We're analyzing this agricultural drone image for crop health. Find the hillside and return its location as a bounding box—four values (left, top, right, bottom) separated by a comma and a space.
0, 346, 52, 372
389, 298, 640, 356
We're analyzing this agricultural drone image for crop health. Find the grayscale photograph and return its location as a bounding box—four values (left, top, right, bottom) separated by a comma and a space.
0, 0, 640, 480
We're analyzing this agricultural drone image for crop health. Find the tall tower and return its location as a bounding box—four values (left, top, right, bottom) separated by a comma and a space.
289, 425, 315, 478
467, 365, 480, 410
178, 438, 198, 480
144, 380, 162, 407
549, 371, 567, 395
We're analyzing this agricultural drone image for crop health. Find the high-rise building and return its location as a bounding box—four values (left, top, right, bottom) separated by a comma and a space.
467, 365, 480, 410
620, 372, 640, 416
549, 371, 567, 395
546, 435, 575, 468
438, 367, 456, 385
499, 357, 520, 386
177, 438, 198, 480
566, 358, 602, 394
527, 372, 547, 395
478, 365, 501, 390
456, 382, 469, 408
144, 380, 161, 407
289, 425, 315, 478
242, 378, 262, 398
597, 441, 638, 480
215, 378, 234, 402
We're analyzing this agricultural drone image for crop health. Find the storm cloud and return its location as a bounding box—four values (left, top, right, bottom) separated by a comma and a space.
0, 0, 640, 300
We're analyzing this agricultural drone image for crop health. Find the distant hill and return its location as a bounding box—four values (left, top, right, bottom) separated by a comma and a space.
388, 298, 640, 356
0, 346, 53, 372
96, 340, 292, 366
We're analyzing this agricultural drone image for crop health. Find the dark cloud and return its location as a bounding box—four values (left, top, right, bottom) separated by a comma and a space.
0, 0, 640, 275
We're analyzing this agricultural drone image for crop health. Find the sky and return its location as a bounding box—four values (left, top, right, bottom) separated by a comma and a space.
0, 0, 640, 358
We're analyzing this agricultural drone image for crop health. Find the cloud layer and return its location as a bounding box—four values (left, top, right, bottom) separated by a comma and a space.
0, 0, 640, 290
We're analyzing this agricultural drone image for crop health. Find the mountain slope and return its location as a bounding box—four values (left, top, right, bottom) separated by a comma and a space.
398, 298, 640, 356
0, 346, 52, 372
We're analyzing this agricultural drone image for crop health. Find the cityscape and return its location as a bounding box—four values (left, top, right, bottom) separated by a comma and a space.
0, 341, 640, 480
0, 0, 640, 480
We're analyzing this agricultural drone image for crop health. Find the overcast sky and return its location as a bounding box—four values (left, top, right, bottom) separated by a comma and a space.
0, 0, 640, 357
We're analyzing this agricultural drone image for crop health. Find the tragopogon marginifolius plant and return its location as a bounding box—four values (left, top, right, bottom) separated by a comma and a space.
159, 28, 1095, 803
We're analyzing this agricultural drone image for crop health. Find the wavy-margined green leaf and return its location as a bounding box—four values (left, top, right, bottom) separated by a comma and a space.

> [WHAT IS EXPECTED] Reproduce each record exactly, leaving nothing out.

> [FULL SOLUTION]
We're analyzing this agricultural drone image for crop health. Find the hillside and return its location as a bounding box—four values (left, top, right, bottom) separated by a comma and a space.
0, 346, 52, 372
389, 298, 640, 356
We're analyzing this agricultural drone image for crop health. Find the grayscale photograph and return its location as a bounding box—four values (left, top, right, bottom) separated by a comma and a space.
0, 0, 640, 480
We're analyzing this agricultural drone image for crop health. Find the tall tower and return its location as a bounding box—four values (left, top, right, bottom) separated by a comma and a space.
289, 425, 315, 478
467, 365, 480, 410
178, 438, 198, 480
144, 380, 162, 407
549, 371, 567, 395
We're analyzing this agricultural drone image for crop health. Find the high-rise building and return its location as a bounding box—four values (left, top, right, bottom) separated by a comma and a space.
467, 365, 480, 410
620, 372, 640, 416
549, 371, 567, 395
546, 435, 575, 468
438, 367, 456, 385
499, 357, 520, 386
177, 438, 198, 480
566, 358, 602, 394
527, 372, 547, 395
478, 365, 501, 390
456, 382, 469, 408
144, 380, 161, 407
289, 425, 315, 478
242, 378, 262, 398
597, 441, 638, 480
215, 378, 234, 402
We're analyzing this agricultural drone image for crop health. Find the storm cloud and return its location as a bounding box—four values (left, top, right, bottom) separated by a comma and a space.
0, 0, 640, 300
We're analyzing this agricultural drone image for crop health. Find the distant hill and return its location as a bounding box—four values (left, top, right, bottom) separated by a comma and a space.
388, 298, 640, 356
0, 346, 53, 372
96, 340, 292, 366
We're analyzing this agricultural drone image for crop health. Find the dark cloud and return its location as a bounding box—four values (left, top, right, bottom) separated by a comma and a space.
0, 0, 640, 275
We're analyzing this agricultural drone image for crop health. Find the sky and return its location as a bounding box—four values (left, top, right, bottom) separated by a comma and a space.
0, 0, 640, 358
We're analyzing this agricultural drone image for crop health. Find the cloud layer and return its location as a bounding box—four values (left, top, right, bottom) separated by a comma and a space.
0, 0, 640, 290
We're analyzing this agricultural drone image for crop health. Find the mountain slope and return its location as a bounding box—four values (left, top, right, bottom) separated by a comma and a space.
398, 298, 640, 356
0, 346, 52, 372
We're analyzing this agricultural drone image for crop health. Find the cityscape and return its location as a bounding box—four values (left, top, right, bottom) separated by a comma and a space.
0, 341, 640, 480
0, 0, 640, 480
We're analyzing this agricultural drone image for crop health. Find the overcast sky and return its location as a bounding box—four values (left, top, right, bottom) separated by a comma and a space.
0, 0, 640, 357
We're analyzing this agricultural drone image for crop health. Find the tragopogon marginifolius plant and return its location as a bounding box—four values (left, top, right, bottom) separated by a comma and a space.
159, 28, 1095, 803
We're analyzing this agricultural drone image for crop health. Find the wavy-margined green leaf and return its location as a bounding box—four values (left, top, right, bottom) separated by a comma and a space.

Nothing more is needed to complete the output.